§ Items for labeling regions
....................
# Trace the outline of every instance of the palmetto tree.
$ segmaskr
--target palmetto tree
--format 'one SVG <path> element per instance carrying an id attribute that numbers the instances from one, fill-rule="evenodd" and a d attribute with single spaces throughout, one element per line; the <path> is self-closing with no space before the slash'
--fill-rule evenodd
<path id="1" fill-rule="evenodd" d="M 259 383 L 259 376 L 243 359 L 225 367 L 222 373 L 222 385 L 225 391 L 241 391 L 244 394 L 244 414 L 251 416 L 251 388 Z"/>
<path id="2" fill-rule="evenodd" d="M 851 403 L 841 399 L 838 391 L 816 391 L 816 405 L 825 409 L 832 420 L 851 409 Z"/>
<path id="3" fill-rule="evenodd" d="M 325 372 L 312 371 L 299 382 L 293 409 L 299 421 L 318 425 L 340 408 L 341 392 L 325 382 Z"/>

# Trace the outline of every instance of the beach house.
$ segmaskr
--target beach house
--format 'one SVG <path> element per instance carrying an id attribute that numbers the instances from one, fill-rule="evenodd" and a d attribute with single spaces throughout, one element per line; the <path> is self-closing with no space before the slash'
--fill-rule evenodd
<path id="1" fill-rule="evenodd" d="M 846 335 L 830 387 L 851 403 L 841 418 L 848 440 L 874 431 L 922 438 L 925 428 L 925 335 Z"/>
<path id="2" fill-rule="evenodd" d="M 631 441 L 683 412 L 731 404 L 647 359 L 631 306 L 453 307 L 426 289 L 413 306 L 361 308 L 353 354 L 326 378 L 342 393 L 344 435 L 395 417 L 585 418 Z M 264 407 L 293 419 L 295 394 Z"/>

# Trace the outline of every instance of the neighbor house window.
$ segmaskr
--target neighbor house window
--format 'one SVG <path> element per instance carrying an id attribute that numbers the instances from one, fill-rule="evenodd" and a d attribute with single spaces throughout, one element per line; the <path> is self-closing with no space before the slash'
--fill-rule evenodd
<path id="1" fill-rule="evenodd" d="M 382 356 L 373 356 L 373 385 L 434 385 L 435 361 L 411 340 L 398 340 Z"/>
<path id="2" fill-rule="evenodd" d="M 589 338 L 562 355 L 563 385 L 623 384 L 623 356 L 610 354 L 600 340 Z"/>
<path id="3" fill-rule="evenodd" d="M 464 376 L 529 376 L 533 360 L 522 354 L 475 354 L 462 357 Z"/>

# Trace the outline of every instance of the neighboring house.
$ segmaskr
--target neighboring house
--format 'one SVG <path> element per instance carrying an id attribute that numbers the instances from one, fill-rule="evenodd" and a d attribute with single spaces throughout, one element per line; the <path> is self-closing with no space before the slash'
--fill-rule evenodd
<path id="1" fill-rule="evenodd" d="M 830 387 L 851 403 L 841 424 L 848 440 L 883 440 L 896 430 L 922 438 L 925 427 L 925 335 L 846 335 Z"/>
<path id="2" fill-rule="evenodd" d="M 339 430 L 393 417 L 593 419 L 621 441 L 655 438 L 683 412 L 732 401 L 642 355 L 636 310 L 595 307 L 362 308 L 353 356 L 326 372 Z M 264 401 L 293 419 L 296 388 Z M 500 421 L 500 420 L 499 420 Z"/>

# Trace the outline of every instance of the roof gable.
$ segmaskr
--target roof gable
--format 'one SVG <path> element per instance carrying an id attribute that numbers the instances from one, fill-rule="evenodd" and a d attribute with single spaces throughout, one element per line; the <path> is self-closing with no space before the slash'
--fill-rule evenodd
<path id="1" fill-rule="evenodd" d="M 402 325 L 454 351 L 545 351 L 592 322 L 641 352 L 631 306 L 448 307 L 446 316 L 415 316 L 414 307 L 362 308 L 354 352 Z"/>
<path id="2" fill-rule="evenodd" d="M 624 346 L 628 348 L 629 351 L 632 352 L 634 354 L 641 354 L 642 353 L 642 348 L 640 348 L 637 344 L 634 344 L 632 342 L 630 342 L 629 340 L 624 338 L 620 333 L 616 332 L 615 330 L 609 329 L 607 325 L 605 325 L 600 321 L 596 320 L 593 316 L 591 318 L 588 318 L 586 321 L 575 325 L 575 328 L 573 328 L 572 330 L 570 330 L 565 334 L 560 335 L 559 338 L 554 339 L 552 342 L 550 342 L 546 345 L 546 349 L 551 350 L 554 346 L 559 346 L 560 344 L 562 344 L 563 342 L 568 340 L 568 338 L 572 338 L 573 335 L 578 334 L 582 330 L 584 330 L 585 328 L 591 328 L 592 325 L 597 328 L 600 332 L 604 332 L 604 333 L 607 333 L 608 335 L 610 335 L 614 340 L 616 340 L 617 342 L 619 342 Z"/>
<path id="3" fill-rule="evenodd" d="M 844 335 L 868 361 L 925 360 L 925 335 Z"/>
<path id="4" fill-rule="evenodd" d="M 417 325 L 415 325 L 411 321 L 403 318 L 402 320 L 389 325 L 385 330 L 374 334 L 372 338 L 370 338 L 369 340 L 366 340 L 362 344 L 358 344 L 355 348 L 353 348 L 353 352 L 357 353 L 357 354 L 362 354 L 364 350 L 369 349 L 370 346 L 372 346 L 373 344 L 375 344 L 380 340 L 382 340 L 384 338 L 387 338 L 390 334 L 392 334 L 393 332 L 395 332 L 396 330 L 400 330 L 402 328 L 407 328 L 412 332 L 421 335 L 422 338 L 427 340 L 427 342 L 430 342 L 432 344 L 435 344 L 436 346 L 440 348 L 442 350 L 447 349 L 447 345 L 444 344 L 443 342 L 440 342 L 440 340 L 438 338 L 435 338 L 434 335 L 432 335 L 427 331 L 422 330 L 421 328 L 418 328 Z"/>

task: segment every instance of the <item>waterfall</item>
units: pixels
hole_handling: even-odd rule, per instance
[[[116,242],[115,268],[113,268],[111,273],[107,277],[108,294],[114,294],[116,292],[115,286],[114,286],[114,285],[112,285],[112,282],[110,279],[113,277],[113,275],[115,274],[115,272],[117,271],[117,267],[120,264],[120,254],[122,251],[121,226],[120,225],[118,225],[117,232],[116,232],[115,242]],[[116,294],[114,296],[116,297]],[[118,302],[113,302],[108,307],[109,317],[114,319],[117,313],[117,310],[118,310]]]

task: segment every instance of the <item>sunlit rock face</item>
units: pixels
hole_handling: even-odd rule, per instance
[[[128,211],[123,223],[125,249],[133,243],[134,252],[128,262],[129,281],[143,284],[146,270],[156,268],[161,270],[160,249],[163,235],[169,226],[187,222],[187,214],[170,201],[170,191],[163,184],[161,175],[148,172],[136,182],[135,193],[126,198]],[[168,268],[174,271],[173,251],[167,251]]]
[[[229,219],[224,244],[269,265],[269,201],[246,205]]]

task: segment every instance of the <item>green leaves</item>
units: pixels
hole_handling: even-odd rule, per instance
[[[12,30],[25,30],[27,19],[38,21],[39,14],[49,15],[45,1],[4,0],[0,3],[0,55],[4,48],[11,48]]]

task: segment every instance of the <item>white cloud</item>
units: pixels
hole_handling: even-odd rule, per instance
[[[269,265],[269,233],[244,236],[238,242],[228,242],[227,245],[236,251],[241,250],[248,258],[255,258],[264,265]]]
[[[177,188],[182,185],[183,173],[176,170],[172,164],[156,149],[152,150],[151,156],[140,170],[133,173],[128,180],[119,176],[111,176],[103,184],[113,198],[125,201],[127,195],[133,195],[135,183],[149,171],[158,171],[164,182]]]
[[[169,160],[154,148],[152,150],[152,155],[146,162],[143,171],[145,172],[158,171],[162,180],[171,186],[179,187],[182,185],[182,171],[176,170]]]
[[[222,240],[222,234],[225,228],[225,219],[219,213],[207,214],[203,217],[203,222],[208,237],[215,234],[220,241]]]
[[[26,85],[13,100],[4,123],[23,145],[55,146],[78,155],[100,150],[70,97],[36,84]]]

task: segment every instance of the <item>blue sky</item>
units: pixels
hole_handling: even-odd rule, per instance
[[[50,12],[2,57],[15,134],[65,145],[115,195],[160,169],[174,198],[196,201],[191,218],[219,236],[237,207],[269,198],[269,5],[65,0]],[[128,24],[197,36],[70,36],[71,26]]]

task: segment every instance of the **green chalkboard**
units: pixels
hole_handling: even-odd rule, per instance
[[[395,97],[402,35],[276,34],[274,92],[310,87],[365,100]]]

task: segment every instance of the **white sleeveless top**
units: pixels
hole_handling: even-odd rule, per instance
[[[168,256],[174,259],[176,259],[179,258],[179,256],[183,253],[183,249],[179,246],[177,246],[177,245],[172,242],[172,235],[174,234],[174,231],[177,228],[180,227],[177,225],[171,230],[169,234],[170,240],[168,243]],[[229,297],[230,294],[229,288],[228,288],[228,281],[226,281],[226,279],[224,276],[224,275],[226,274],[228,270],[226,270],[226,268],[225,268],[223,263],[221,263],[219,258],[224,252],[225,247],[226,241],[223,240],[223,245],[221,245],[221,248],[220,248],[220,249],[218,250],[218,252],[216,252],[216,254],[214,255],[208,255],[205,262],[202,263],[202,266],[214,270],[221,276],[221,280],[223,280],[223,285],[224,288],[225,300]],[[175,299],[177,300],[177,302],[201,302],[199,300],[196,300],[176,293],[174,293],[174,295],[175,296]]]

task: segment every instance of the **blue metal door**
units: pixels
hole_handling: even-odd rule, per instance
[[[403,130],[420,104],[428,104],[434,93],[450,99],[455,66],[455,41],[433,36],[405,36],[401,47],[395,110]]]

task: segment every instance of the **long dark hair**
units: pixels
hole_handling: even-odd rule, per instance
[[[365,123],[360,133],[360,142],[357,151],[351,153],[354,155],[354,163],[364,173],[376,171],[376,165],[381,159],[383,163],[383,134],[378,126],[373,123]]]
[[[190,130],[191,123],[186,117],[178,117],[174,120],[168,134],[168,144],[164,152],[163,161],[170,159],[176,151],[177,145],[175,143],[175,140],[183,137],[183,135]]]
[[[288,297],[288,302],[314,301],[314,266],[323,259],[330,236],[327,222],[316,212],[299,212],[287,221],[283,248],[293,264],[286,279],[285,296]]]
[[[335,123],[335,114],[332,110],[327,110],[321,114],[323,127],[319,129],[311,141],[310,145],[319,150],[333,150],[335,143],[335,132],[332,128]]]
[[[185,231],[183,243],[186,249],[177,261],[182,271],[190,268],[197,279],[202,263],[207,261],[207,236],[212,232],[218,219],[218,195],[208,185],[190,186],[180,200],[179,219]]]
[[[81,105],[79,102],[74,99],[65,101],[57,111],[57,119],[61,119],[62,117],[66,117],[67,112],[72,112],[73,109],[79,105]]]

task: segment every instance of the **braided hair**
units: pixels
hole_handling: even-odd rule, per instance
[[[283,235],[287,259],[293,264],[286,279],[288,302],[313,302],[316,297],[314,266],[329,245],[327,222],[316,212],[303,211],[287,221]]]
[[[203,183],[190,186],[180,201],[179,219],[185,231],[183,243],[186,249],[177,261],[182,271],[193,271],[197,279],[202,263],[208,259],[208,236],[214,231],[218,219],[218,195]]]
....................
§ Task instructions
Turn everything from the start of the items up to and including the line with "325 372 L 312" into a numbered list, leaving out blank lines.

§ Written solution
1. # Trace the outline of every instance of the palmetto tree.
2. $ segmaskr
3. --target palmetto tree
4. --format 'one SVG <path> element per instance carrying an id attribute that numbers the instances from one, fill-rule="evenodd" and a d attribute with single spaces throughout, one element per line; the <path> is self-closing with no space before the slash'
5. --fill-rule evenodd
6. <path id="1" fill-rule="evenodd" d="M 259 383 L 259 376 L 243 359 L 225 367 L 222 373 L 222 385 L 225 391 L 241 391 L 244 394 L 244 414 L 251 416 L 251 388 Z"/>
7. <path id="2" fill-rule="evenodd" d="M 851 403 L 841 399 L 838 391 L 816 391 L 816 405 L 825 409 L 832 420 L 851 409 Z"/>
8. <path id="3" fill-rule="evenodd" d="M 325 372 L 312 371 L 299 382 L 293 409 L 299 421 L 318 425 L 340 408 L 341 392 L 325 382 Z"/>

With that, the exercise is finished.